-- START OF MATERIAL TO PROCESS --

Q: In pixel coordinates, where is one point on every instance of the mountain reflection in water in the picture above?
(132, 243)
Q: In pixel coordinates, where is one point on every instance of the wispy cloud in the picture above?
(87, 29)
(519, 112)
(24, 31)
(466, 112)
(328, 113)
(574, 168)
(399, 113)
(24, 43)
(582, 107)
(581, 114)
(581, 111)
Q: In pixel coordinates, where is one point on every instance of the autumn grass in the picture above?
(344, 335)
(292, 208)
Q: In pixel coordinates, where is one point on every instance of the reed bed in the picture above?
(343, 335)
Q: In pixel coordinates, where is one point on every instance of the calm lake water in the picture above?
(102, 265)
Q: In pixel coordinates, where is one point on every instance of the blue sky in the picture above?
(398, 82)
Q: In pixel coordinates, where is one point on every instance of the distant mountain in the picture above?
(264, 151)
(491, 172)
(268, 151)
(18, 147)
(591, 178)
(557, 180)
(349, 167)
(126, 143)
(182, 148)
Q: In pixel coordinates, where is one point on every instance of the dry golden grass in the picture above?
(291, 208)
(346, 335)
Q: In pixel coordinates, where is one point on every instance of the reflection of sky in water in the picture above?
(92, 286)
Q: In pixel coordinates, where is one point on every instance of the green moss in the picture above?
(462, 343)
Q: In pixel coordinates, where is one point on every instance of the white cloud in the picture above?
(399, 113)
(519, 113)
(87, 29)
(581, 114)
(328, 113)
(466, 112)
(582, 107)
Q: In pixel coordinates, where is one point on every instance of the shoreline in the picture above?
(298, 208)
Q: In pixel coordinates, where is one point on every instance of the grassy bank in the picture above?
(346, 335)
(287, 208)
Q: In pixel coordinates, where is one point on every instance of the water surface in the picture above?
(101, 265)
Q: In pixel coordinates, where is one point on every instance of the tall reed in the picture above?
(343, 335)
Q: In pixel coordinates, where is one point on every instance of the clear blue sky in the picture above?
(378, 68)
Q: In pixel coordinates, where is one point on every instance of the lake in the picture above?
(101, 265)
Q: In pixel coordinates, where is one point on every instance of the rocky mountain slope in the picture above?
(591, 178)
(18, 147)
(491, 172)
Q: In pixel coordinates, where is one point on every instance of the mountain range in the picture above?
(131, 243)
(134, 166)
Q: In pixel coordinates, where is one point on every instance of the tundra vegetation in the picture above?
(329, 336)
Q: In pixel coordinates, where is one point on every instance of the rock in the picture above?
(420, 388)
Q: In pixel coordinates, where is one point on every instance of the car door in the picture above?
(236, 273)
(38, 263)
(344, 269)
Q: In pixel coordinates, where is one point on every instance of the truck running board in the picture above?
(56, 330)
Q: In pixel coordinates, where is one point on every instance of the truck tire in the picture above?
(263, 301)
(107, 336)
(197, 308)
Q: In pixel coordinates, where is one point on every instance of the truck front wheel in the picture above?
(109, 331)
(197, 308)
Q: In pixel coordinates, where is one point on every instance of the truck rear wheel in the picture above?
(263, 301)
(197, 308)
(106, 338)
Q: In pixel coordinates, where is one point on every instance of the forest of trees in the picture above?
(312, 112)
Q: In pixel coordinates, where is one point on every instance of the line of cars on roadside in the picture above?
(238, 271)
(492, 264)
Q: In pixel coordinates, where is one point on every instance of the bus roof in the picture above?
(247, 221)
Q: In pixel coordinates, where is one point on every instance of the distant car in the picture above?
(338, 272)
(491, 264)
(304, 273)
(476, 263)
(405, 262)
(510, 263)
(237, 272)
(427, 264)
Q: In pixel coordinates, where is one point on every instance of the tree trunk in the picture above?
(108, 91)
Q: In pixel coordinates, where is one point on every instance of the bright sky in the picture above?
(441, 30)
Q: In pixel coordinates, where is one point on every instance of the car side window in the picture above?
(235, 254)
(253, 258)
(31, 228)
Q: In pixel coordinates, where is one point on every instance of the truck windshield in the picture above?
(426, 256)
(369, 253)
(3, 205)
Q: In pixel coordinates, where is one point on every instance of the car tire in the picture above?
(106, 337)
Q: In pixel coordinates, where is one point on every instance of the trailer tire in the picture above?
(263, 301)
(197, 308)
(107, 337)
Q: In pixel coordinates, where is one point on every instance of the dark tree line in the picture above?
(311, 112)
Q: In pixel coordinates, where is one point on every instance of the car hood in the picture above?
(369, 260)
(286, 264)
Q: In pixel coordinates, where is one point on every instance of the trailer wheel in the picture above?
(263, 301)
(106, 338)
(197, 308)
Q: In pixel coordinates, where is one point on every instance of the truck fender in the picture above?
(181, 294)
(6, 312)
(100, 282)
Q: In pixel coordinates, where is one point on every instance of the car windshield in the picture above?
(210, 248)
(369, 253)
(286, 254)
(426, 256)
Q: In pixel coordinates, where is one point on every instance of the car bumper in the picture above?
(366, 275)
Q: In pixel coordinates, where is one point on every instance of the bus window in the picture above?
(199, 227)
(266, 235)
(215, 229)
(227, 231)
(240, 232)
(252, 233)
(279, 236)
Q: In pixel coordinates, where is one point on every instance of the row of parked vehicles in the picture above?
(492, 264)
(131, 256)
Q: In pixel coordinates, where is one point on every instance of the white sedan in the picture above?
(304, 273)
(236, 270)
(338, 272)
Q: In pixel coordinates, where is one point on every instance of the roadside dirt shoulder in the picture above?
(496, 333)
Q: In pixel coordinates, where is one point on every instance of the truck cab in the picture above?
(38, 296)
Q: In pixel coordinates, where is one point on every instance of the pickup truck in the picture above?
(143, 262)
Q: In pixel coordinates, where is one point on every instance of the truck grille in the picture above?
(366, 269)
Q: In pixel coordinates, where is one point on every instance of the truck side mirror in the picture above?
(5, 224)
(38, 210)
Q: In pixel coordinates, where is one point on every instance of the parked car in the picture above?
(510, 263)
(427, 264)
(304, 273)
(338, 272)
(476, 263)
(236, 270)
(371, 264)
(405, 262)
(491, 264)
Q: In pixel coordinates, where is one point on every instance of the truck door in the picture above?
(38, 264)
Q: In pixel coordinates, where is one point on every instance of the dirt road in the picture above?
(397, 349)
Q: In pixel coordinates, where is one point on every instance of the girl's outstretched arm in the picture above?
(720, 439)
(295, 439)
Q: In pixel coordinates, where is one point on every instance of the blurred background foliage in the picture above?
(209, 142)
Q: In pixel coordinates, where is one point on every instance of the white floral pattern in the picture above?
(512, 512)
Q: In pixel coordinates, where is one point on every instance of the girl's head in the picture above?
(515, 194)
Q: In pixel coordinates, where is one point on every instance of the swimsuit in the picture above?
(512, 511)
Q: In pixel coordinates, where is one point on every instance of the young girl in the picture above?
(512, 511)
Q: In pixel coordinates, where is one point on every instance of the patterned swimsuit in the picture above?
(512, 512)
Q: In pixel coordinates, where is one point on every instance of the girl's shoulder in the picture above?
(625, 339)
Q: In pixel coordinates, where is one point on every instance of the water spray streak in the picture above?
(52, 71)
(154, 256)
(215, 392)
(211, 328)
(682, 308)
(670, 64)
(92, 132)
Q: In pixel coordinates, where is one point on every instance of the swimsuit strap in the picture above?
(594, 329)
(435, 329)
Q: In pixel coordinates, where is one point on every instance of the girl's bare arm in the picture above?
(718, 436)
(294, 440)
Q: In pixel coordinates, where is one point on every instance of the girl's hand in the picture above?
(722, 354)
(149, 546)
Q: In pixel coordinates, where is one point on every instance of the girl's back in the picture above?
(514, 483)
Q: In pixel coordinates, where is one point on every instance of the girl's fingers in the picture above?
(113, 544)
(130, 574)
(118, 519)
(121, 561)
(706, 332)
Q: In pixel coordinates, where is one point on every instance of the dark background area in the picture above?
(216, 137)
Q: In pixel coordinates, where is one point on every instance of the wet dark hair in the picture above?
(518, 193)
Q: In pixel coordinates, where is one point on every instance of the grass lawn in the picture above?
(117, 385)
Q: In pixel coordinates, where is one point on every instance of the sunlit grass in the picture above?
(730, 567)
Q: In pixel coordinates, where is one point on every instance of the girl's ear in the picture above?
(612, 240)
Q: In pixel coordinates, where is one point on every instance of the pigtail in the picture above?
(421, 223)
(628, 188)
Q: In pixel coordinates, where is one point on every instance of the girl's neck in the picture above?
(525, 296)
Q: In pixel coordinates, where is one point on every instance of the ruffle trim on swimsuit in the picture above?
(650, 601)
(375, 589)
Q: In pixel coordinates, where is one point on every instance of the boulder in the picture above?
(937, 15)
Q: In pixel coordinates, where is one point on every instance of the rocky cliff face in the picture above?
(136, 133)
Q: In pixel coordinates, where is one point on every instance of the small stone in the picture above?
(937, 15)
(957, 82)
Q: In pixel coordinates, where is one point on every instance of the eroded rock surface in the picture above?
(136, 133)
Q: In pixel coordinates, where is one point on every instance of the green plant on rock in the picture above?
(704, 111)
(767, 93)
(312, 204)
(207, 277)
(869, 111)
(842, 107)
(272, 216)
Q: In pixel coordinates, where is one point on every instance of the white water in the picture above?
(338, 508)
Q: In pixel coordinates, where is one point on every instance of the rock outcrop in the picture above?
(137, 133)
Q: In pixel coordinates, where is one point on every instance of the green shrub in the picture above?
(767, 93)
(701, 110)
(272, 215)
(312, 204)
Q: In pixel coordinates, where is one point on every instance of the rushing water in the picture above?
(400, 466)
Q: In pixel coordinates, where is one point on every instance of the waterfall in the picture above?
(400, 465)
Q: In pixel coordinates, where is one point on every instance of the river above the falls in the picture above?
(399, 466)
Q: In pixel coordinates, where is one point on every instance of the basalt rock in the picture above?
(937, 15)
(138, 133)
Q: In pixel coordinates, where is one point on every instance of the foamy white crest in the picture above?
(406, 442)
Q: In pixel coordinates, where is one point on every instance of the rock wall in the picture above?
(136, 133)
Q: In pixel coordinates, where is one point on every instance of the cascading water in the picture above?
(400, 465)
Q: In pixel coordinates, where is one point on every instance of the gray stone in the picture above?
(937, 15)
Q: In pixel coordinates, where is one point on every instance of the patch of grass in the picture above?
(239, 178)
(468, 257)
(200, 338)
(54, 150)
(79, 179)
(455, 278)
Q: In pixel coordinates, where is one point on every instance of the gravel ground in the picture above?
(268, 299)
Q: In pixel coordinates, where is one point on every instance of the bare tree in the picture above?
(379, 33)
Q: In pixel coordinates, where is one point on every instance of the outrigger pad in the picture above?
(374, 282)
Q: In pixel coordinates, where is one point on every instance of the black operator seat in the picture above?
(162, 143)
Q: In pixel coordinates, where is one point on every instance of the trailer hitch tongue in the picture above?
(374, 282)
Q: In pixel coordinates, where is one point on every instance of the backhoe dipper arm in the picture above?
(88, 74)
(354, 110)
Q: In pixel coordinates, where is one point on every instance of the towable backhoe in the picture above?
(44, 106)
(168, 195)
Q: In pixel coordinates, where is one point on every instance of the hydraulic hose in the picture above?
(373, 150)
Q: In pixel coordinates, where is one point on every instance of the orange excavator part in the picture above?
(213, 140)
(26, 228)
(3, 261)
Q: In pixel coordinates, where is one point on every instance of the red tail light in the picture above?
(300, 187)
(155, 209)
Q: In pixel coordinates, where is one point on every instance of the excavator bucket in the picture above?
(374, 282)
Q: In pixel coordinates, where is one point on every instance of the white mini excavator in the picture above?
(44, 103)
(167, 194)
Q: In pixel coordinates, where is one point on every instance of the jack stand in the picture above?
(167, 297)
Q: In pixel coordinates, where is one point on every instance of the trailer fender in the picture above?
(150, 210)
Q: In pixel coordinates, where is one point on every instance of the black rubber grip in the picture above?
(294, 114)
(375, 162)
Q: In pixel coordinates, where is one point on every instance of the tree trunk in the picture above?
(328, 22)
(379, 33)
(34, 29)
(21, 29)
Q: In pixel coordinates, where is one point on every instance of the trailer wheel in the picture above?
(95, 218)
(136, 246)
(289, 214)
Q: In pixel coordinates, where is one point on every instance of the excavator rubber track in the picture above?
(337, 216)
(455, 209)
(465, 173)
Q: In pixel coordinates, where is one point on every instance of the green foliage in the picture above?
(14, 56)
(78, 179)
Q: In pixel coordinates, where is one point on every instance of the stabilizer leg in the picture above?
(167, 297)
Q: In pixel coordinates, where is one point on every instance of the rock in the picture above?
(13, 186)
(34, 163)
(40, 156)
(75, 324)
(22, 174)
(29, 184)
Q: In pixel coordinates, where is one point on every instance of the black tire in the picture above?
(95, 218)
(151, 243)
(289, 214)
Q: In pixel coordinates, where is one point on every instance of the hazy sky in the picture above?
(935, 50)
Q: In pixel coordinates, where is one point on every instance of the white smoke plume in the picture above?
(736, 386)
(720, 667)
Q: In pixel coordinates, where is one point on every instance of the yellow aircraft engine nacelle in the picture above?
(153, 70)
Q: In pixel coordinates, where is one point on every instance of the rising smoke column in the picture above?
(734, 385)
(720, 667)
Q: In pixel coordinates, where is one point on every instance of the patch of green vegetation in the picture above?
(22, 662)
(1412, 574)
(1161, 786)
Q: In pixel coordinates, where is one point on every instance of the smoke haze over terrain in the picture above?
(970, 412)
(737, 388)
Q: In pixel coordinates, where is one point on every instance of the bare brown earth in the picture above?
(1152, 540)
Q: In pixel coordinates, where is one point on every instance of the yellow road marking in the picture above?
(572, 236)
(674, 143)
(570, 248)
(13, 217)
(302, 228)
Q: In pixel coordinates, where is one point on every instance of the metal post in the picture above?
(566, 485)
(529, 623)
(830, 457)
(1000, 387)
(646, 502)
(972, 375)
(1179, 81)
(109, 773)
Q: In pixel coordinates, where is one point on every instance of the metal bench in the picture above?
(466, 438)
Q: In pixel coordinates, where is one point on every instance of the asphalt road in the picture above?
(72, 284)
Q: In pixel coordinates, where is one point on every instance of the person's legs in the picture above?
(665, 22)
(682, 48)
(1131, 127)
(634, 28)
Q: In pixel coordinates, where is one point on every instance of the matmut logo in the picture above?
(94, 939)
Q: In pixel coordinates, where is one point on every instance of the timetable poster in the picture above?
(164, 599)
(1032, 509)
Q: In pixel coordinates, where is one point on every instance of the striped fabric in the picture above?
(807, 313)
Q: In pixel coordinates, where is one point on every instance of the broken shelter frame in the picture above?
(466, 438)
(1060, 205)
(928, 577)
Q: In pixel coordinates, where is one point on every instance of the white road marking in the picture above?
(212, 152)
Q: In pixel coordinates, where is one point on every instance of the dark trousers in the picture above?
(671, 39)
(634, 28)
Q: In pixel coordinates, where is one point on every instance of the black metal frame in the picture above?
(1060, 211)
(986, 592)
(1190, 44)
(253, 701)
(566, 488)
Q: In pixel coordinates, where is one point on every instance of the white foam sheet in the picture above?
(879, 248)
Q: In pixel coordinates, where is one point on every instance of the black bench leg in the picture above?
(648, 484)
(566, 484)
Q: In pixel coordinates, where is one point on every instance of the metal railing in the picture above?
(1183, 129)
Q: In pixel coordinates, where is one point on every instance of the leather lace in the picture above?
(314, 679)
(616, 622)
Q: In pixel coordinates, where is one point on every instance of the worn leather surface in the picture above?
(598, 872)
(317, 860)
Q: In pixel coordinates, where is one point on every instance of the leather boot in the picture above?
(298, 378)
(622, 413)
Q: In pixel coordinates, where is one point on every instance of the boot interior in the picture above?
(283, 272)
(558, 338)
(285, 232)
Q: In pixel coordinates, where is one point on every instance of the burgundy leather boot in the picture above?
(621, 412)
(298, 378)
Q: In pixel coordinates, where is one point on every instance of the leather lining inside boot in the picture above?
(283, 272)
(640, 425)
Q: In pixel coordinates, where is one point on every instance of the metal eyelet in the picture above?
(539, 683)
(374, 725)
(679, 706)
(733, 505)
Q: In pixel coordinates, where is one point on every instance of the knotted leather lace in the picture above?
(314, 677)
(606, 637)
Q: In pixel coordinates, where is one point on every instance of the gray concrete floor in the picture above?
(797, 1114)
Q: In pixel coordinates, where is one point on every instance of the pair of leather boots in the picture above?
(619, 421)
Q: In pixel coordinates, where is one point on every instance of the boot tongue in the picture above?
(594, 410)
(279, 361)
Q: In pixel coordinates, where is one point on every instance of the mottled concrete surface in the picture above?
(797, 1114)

-- END OF MATERIAL TO PROCESS --

» WHAT THE EXERCISE ASKS
Set down, exactly and in full, the lines from the one containing "inside boot in the picture above?" through the end of the entries; no other line belongs.

» TASK ANSWER
Q: In pixel coordinates, where is one point on every instance of the leather lining inside boot in the picture above?
(283, 272)
(640, 425)
Q: In pixel coordinates, where is one point on every instance of the metal eyelet in the picture above?
(539, 683)
(374, 725)
(679, 706)
(733, 505)
Q: In pixel coordinates, where is one point on every instance of the knotted leather lace in the picture above?
(314, 677)
(606, 637)
Q: In pixel coordinates, where is one point on every instance of the gray concrete floor in the picture above?
(797, 1114)
Q: In pixel coordinates, where is one point on every instance of the pair of leather boots in the picture above?
(619, 421)
Q: In pixel coordinates, where is one point on every instance of the boot tongue in the picture above?
(594, 410)
(279, 361)
Q: In pixel coordinates, where is one point on every instance of the mottled concrete surface in the picture above?
(797, 1114)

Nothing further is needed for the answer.